Exercise task: Copy out every one of the records below word for word, without changing or leaving out anything.

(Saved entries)
#####
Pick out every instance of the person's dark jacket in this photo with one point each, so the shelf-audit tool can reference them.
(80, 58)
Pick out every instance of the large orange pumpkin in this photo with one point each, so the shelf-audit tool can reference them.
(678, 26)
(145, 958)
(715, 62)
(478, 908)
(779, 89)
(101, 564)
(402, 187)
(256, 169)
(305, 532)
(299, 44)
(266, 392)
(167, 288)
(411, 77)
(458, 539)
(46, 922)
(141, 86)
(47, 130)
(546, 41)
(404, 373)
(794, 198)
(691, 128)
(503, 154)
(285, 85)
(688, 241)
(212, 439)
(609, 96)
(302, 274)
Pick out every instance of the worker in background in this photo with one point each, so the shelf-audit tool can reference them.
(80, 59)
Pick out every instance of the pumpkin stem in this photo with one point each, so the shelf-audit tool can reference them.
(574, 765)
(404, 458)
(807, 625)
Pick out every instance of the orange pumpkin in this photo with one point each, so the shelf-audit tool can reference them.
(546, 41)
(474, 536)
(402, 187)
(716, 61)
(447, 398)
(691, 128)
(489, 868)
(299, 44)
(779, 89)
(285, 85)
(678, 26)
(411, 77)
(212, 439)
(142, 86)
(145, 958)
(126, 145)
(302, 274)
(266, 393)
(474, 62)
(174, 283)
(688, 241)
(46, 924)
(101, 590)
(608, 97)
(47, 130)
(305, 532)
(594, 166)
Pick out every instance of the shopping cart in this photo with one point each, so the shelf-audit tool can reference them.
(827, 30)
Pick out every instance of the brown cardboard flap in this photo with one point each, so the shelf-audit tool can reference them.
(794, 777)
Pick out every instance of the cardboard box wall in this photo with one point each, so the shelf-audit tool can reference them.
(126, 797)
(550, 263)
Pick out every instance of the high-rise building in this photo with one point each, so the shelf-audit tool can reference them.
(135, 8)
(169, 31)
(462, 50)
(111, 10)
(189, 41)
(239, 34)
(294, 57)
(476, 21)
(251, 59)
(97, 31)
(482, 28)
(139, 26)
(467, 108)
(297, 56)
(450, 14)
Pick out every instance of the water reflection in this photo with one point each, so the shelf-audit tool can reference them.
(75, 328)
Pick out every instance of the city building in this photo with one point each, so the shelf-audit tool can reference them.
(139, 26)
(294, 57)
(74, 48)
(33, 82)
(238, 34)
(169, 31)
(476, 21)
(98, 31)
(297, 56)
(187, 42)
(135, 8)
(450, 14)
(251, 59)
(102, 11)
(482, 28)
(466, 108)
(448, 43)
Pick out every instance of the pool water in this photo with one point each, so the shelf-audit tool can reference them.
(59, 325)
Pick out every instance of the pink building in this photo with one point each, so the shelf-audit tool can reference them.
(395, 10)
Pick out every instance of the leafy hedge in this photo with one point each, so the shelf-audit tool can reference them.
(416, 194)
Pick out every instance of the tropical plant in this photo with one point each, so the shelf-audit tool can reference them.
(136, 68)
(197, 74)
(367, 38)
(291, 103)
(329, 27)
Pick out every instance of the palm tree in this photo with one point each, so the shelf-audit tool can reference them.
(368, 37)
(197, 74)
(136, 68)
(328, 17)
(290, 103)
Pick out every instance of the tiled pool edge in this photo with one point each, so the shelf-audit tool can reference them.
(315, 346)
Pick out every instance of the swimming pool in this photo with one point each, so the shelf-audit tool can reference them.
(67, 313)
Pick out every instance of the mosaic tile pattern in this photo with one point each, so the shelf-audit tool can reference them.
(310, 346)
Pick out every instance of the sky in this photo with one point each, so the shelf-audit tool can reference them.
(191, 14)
#####
Written response:
Pick out every instance of the person's dark jacket in this photo with one point each, so the shelf-audit tool can reference them.
(80, 58)
Pick out every instance of the large orange pumpkin in this photo with one point each, so the shelf-audit tool can reference them.
(678, 26)
(145, 958)
(715, 62)
(478, 908)
(779, 89)
(101, 564)
(402, 187)
(256, 169)
(305, 532)
(299, 44)
(266, 392)
(167, 288)
(411, 77)
(458, 539)
(46, 922)
(141, 86)
(47, 130)
(546, 41)
(404, 373)
(794, 198)
(691, 128)
(503, 154)
(285, 85)
(688, 241)
(212, 439)
(609, 96)
(302, 274)
Pick out every instance of the worker in background in this photo with one point each, so the shelf-audit tool can reference them.
(80, 59)
Pick out every instance of the pumpkin stem in this photo with one point each, so the shelf-audit tool can reference them.
(574, 765)
(404, 458)
(807, 625)
Pick out every instance of the orange pumpkin in this photo with one point each, so the shelf-audit tool can reference them.
(546, 41)
(474, 536)
(402, 187)
(716, 61)
(447, 398)
(691, 128)
(489, 868)
(299, 44)
(779, 89)
(285, 85)
(678, 26)
(411, 77)
(212, 439)
(142, 86)
(145, 958)
(126, 145)
(302, 274)
(266, 393)
(474, 62)
(174, 283)
(688, 241)
(46, 924)
(101, 590)
(608, 97)
(47, 130)
(305, 532)
(594, 166)
Pick out every instance of the shopping cart in this photo with one point each, so the shelf-audit tool can reference them.
(827, 30)
Pick out every instance of the brown cardboard flap in this photo with one point each, so the shelf-audit tool can reference them.
(794, 777)
Pick out every instance of the cardboard box wall in this photo with one point each, so the shelf-audit tool can reference them.
(126, 797)
(550, 263)
Pick out every instance of the high-rise building in this photo with one point each, so the shelf-audit tool can reference them.
(135, 8)
(169, 31)
(462, 50)
(111, 10)
(189, 41)
(239, 34)
(294, 57)
(476, 21)
(251, 59)
(97, 31)
(482, 28)
(139, 26)
(467, 108)
(297, 56)
(450, 14)
Pick out every instance of the water reflection in this photo with one point each, so the shelf-audit tool can reference them.
(75, 328)
Pick out every instance of the city building in this photo with one point each, so the shelf-audit tool can reference them.
(139, 26)
(294, 57)
(74, 48)
(33, 82)
(238, 34)
(169, 31)
(476, 21)
(98, 31)
(297, 56)
(187, 42)
(135, 8)
(450, 14)
(251, 59)
(102, 11)
(482, 28)
(466, 108)
(448, 43)
Pick out every instance of the pool water in this photo with one point each, so the shelf-audit tool can reference them.
(59, 325)
Pick out every instance of the pink building in this photo with one point each, so the shelf-audit tool can reference them.
(395, 10)
Pick out every instance of the leafy hedge in this photo with one point each, so the shelf-audit tool can reference them.
(416, 194)
Pick out every instance of the tropical plant in this photo with one point each, so the shelf-audit tool can reference them.
(136, 68)
(197, 74)
(367, 38)
(291, 103)
(329, 27)
Pick out every instance of the palm tree in this photo with one point each, so the shelf-audit tool can reference them.
(368, 37)
(197, 74)
(136, 68)
(328, 17)
(290, 103)
Pick out every instance of the tiled pool edge in this photo with one point each, so the shelf-audit tool can reference them.
(315, 346)
Pick out every instance of the swimming pool in this photo with one point each, so the shelf-audit tool can reference them.
(67, 313)
Pick out every instance of the mosaic tile pattern in this photo with one point each, so the shelf-audit tool can reference them.
(310, 346)
Pick out every instance of the sky in this photo with one point each, so the shelf-audit tool can reference them.
(191, 14)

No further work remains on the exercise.